PÁGINA >>

Logo conto colocar fotos. O vídeo ainda não está feito. Estou à espera de um amigo para fazer uma coisa bem feita.
Deixo-vos uma breve descrição (.pdf) das suas funcionalidades.

Abraço
Pedro Ferrer

----------


## Nuno Prazeres

Para seguir com máximo interesse!

----------


## Ricardo Pinto

Olá Pedro, 

Parabéns por esse "controlador". 

Embora sei que tens partilhado connosco muito do que tens feito, está um bocado disperso pelo teu tópico e torna-se difícil de acompanhar/perceber totalmente a dimensão do teu projecto.

Tal como o Nuno, vou seguir com muito interesse este tópico, onde de certeza vai estar a informação mais sistematizada. Sou muito nabo em DIY, mas se explicares isso em versão para menores de 10 anos (=tótós como eu), até poderei aproveitar algumas ideias para a minha próxima montagem.

----------


## Sérgio Jacinto

Oba oba,

Eu sou fan dos DYI!

Venha venha.... :SbOk: 

Saudações

----------


## Pedro Ferrer

Boa noite

Para já seguem algumas fotos do projecto.

Acerto do relógio


Dia 22.06.2011 é uma 4ª feira...


Mas as fotos foram tiradas no dia 21.06.2011, uma 3ª feira...


Ajuste da latitude de Lisboa


Ajuste da longitude de Lisboa


Vamos ver alguns dados lunares...


Vamos ver as fases lunares...

TAREFAS DO EXERCÍCIO >>
• a. Repita, sem qualquer alteração, o trecho da página sobre o controlador entre "Dia 22.06.2011 é" e "alguns dados lunares...", inclusive.
• b. Retome a página sobre o controlador a partir do ponto em que ela termina.
As linhas constituem material à parte, independente da página sobre o controlador.

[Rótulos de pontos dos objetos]
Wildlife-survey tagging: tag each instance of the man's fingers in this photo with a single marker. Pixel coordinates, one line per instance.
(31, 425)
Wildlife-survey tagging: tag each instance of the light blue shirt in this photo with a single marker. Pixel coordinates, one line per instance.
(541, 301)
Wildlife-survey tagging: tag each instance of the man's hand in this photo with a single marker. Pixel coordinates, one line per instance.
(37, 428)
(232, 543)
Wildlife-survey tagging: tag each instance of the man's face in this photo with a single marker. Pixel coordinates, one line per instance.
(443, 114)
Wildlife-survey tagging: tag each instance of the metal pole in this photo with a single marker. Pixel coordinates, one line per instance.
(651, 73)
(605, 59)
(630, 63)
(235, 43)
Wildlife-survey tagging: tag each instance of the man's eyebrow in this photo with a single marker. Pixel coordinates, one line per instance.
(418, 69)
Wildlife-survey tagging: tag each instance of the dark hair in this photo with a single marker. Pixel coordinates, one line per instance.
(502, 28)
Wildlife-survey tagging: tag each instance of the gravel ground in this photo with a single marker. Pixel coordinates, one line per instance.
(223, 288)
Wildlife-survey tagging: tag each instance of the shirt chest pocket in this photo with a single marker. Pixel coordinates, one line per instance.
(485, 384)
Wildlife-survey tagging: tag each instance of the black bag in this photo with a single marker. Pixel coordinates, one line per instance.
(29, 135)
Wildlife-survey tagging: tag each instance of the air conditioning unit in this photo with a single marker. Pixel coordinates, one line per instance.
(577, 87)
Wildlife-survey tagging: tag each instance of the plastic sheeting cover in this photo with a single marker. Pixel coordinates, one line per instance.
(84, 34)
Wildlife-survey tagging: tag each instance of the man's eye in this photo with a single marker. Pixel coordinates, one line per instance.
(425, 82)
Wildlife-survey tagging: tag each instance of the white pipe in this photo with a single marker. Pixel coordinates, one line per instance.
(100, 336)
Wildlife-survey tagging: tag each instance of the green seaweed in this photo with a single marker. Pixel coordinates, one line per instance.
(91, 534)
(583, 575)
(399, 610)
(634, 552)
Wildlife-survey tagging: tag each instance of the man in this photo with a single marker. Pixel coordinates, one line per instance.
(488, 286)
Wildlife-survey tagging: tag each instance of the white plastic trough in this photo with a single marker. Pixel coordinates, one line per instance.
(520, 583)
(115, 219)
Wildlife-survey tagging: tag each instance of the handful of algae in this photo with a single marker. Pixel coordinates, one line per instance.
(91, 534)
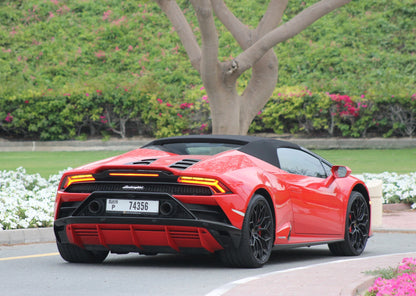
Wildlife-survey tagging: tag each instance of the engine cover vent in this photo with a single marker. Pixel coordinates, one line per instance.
(184, 164)
(144, 161)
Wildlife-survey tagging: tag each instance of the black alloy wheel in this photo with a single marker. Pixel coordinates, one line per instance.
(257, 236)
(357, 228)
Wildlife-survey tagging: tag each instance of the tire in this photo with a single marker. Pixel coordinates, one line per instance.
(257, 237)
(75, 254)
(357, 228)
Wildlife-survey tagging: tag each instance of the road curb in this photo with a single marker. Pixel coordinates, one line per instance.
(26, 236)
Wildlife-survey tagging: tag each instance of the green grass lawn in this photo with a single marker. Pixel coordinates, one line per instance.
(400, 161)
(48, 163)
(360, 161)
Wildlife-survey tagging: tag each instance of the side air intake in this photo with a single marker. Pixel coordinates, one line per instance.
(184, 164)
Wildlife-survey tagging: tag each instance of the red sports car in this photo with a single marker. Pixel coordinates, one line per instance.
(238, 196)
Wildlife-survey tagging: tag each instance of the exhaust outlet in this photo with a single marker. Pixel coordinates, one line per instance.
(94, 207)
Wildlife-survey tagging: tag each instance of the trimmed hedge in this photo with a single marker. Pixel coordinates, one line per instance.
(137, 111)
(296, 110)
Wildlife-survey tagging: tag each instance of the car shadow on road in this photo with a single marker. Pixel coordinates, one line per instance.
(211, 260)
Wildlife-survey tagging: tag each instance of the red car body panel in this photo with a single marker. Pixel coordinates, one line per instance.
(307, 210)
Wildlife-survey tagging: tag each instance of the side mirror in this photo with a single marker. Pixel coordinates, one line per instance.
(340, 171)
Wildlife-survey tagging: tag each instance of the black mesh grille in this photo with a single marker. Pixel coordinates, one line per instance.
(67, 208)
(173, 189)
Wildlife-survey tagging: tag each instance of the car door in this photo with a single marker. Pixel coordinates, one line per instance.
(316, 206)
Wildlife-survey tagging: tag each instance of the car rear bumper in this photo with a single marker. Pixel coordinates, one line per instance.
(145, 235)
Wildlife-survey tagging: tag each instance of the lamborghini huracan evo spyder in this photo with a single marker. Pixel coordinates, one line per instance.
(237, 196)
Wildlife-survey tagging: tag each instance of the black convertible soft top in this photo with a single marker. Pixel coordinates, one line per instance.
(259, 147)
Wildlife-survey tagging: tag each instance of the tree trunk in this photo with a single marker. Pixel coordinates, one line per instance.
(232, 113)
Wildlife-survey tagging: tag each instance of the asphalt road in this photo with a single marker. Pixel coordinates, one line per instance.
(37, 269)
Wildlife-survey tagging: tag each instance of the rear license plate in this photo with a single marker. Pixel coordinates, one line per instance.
(132, 206)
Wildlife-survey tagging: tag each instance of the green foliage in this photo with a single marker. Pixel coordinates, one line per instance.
(65, 67)
(300, 111)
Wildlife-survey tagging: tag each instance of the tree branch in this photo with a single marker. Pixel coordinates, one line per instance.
(184, 30)
(293, 27)
(209, 62)
(272, 17)
(240, 32)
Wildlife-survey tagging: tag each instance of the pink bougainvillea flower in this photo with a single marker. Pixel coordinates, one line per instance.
(9, 118)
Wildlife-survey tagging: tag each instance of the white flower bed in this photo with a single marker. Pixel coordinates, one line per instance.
(27, 201)
(396, 188)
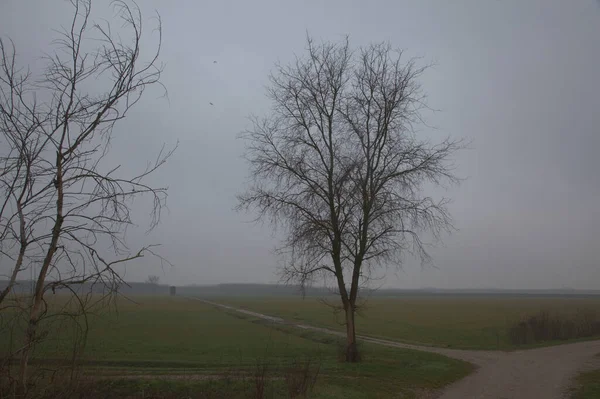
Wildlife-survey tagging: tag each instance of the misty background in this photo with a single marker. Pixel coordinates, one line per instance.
(519, 79)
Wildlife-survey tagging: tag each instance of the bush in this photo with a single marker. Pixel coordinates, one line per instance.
(547, 326)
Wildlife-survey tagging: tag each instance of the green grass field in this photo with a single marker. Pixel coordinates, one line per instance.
(457, 322)
(182, 337)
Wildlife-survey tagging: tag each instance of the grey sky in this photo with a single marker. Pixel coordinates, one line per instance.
(519, 78)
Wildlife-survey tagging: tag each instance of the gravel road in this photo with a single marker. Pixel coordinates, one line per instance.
(544, 373)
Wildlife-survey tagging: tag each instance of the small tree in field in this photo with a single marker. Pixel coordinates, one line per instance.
(64, 207)
(153, 280)
(338, 164)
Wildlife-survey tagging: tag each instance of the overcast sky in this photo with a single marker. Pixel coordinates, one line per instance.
(519, 78)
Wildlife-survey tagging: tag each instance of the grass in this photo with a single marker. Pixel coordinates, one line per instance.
(182, 337)
(457, 322)
(587, 385)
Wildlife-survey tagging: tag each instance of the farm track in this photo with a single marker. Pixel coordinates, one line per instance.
(544, 373)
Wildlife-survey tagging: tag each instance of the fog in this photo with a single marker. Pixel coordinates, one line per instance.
(518, 79)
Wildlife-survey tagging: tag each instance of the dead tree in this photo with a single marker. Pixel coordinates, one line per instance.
(339, 165)
(63, 203)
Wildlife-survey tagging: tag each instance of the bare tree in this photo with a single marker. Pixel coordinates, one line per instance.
(63, 202)
(340, 166)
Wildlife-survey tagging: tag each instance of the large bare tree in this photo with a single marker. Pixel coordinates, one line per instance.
(338, 163)
(62, 201)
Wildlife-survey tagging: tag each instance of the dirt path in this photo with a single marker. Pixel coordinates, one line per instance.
(543, 373)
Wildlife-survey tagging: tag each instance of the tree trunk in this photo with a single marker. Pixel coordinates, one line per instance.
(37, 309)
(352, 354)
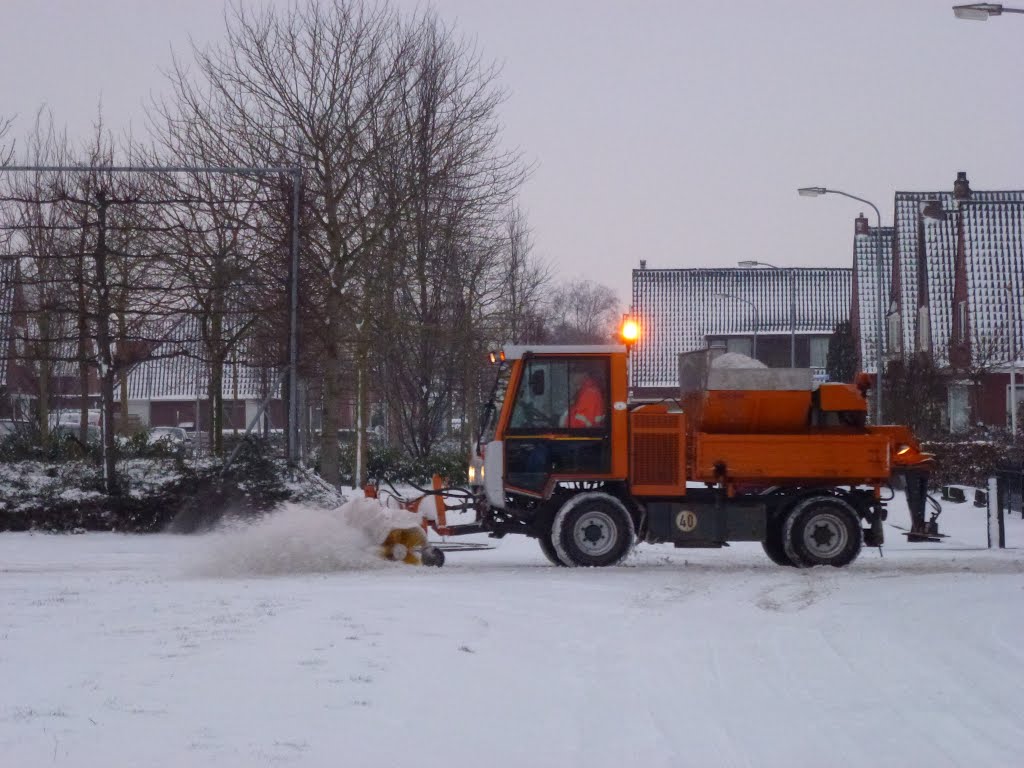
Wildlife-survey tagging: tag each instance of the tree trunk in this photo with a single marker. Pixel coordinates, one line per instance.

RESPOSTAS DO EXERCÍCIO >>
• a.
Dia 22.06.2011 é uma 4ª feira...


Mas as fotos foram tiradas no dia 21.06.2011, uma 3ª feira...


Ajuste da latitude de Lisboa


Ajuste da longitude de Lisboa


Vamos ver alguns dados lunares...

• b.
Vamos ver as próximas fases lunares




Então a próxima Lua Cheia é dia 15.07.2011...


Então no dia 21.06.2011...


A percentagem de iluminação da lua era de 65%


E o ciclo lunar estava no seu 20º dia...


Vamos agora ver alguns dados solares...


Do dia 21.06.2011 especificamente...




Hora do Nascer do SOl


Hora do Meio dia solar


Hora do Por do Sol


Comprimento do dia


Segue...

----------


## Pedro Ferrer

continua...



Ajuste da retro-iluminação do LCD


Hoje estamos em 'Lua Crescente' e a percentagem de iluminação real é cerca de 7%, mas como a moonlight está definida (2-10%) como sendo 10% do máximo dos leds azuis, os 10% só serão atingidos na fase lunar 'Lua Cheia' 


Reparem no comprimento dos dias... hoje dia 27.06.2011, o comprimento do dia é de 14:51:55h, no dia 27.12.2011 é de apenas 09:28:11h, a fase lunar é 'Lua Nova' e estará no seu 3º dia de lunação, com cerca de 10% de iluminação (valor real).



Como funciona o algoritmo de controlo dos leds?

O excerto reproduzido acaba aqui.